Your instructions:
Identify the line that contains "Task: annotation of the wooden pallet." in the material. Output it and every line after it, unchanged, through the end.
##### Data lines #####
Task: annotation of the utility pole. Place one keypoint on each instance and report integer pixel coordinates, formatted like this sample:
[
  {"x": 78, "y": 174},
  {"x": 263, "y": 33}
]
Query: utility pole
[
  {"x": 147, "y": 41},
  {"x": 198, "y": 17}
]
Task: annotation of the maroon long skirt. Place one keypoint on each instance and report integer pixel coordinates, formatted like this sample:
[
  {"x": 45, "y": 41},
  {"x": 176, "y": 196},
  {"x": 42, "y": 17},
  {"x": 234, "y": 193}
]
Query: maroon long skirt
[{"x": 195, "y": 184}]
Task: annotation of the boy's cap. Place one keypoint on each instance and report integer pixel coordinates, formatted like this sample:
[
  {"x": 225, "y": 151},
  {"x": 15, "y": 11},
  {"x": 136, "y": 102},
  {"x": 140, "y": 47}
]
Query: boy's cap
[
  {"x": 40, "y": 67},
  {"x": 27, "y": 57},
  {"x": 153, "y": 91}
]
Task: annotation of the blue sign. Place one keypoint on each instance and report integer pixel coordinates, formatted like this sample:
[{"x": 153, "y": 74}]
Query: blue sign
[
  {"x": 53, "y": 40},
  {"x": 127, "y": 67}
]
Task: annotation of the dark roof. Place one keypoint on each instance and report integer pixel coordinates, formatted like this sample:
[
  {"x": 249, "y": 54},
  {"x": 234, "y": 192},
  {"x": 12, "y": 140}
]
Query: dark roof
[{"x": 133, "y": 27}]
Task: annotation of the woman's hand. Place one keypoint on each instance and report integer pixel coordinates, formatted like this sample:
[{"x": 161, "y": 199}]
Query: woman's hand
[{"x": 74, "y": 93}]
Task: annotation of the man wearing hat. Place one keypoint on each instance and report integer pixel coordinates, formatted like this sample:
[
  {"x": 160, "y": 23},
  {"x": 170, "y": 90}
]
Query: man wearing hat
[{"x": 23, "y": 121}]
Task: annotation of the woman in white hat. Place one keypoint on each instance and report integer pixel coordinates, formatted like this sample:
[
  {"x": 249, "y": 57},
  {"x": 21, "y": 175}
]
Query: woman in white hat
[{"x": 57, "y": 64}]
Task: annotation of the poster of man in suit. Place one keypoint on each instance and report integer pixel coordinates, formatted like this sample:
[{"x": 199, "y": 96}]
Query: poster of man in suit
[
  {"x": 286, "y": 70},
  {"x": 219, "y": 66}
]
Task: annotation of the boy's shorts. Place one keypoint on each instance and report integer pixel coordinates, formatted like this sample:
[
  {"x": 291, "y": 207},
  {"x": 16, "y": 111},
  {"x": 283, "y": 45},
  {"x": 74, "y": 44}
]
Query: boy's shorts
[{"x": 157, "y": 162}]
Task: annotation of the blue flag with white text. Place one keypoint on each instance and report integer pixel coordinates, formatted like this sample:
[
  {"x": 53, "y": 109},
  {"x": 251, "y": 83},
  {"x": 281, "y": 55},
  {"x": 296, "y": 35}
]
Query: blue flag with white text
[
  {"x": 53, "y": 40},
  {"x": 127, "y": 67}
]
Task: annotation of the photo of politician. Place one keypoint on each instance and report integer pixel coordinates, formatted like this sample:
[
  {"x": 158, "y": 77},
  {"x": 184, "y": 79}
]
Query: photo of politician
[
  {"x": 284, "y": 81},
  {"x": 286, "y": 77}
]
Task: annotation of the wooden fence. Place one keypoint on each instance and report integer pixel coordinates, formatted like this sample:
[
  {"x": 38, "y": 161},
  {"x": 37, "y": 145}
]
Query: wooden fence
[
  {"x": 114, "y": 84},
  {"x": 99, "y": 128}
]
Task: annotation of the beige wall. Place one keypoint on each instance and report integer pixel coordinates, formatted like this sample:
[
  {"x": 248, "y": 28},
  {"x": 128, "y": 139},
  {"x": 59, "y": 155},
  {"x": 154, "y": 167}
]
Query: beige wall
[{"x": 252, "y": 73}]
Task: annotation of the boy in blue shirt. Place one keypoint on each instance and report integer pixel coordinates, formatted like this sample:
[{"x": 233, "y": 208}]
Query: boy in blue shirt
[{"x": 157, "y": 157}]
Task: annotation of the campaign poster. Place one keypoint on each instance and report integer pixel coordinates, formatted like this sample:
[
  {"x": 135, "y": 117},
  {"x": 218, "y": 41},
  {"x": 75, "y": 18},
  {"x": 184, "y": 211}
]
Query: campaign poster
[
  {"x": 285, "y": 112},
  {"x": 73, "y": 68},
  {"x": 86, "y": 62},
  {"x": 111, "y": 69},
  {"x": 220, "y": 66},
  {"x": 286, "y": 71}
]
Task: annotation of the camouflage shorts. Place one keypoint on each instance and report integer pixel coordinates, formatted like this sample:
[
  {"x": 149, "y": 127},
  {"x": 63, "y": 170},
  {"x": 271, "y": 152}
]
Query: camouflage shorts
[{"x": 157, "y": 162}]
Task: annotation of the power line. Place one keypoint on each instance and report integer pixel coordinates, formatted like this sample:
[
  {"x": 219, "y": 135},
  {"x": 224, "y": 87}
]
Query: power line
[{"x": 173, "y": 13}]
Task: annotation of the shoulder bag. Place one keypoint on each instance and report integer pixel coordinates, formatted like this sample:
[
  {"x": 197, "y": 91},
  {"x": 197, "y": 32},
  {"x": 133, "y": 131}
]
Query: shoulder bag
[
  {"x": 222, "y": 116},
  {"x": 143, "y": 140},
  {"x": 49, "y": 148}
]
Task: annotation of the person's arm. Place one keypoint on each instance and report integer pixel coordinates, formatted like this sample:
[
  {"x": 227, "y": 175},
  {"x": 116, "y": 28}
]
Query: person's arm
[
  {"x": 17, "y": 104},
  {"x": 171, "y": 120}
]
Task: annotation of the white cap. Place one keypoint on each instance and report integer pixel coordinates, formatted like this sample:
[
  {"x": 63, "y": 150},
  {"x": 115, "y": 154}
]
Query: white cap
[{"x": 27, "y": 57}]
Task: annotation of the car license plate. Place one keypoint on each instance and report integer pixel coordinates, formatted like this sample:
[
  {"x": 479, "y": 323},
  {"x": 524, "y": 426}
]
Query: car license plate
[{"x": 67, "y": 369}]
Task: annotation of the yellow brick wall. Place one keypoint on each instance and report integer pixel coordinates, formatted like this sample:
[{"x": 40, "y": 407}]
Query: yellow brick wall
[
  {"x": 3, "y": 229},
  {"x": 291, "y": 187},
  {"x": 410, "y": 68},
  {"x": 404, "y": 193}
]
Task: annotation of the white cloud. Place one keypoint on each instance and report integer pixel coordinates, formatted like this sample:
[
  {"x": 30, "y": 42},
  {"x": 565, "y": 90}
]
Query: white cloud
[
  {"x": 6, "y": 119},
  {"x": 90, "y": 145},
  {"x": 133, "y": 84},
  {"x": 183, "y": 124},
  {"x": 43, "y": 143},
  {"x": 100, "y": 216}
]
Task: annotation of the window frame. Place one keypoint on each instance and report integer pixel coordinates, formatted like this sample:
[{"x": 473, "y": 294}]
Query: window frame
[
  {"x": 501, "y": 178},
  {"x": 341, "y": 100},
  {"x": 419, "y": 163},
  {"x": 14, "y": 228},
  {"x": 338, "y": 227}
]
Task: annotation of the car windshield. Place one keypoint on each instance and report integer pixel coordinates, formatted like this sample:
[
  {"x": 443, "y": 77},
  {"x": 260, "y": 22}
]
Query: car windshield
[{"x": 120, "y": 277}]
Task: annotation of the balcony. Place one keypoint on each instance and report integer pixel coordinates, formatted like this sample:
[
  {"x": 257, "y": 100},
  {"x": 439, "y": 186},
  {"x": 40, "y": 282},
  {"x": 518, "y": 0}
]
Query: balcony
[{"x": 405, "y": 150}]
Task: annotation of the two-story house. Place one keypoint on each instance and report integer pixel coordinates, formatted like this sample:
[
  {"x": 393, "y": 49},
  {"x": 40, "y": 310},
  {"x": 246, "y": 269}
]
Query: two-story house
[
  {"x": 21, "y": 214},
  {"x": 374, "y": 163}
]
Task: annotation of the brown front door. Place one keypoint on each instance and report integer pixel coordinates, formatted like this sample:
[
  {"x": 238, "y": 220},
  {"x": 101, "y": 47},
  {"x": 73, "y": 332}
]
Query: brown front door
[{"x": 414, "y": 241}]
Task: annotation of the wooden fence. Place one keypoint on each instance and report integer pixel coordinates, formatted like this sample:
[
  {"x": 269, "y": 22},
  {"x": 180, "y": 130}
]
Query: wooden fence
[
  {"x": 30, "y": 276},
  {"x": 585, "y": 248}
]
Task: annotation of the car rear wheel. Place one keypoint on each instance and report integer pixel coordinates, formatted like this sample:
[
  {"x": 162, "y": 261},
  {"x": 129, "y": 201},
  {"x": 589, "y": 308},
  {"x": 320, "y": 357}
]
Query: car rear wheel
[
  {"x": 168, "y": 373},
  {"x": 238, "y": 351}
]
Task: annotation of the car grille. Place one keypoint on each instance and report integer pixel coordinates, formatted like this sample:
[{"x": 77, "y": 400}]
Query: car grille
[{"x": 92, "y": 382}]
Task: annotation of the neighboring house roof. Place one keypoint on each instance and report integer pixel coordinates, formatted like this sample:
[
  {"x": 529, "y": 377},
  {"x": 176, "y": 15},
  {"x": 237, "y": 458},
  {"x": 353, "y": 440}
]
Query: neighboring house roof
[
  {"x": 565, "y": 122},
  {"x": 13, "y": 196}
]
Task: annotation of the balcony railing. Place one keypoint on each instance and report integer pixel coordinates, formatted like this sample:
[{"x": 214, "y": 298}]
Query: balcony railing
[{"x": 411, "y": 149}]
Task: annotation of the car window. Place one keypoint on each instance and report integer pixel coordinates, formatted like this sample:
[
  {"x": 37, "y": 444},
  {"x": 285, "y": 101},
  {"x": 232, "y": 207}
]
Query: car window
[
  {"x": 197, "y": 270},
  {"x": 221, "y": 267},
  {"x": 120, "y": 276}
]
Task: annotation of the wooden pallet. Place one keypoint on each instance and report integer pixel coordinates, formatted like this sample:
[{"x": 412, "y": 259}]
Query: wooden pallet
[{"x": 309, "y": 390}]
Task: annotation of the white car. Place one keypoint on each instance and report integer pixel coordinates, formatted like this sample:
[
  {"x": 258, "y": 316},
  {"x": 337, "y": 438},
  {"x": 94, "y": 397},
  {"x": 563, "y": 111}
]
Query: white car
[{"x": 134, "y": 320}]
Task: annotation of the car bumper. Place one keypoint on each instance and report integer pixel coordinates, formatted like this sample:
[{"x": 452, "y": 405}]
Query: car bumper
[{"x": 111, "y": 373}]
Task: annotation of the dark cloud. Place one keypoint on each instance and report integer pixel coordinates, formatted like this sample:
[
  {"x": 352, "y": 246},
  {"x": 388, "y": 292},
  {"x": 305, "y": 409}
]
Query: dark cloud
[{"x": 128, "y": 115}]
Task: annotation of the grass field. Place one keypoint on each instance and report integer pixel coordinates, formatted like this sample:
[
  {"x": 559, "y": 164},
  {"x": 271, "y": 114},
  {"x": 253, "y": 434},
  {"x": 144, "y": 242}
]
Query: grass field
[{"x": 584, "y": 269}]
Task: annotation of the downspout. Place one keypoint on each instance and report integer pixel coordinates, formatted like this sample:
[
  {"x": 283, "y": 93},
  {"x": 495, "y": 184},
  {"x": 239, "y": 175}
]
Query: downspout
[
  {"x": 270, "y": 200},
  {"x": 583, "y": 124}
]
#####
Right answer:
Task: annotation of the wooden pallet. Place one keypoint on each instance and report integer pixel coordinates, formatted like this sample:
[{"x": 412, "y": 259}]
Query: wooden pallet
[{"x": 309, "y": 390}]
Task: annotation of the white car. Place one keypoint on each instance and report integer pixel coordinates, formatted like this sample:
[
  {"x": 258, "y": 316},
  {"x": 337, "y": 438},
  {"x": 94, "y": 397},
  {"x": 563, "y": 111}
]
Query: white car
[{"x": 134, "y": 320}]
Task: annotation of the car bumper. Place one keypoint on each instance and report integer pixel coordinates, formatted like this sample:
[{"x": 452, "y": 405}]
Query: car bumper
[{"x": 111, "y": 373}]
Task: annotation of the dark cloud. Place one keypoint on each instance and report integer pixel coordinates, formatted like this sample:
[
  {"x": 352, "y": 246},
  {"x": 388, "y": 292},
  {"x": 305, "y": 409}
]
Query: dark cloud
[{"x": 128, "y": 115}]
Task: annotation of the grass field. Place one keypoint on each instance and report integer pixel coordinates, formatted like this sample:
[
  {"x": 559, "y": 164},
  {"x": 271, "y": 114},
  {"x": 253, "y": 434},
  {"x": 144, "y": 242}
]
Query: grass field
[{"x": 584, "y": 269}]
Task: annotation of the downspout. Place one keypoint on each instance and report integer pixel coordinates, formatted like this sample:
[
  {"x": 283, "y": 93},
  {"x": 495, "y": 184},
  {"x": 239, "y": 175}
]
Query: downspout
[
  {"x": 270, "y": 200},
  {"x": 583, "y": 124}
]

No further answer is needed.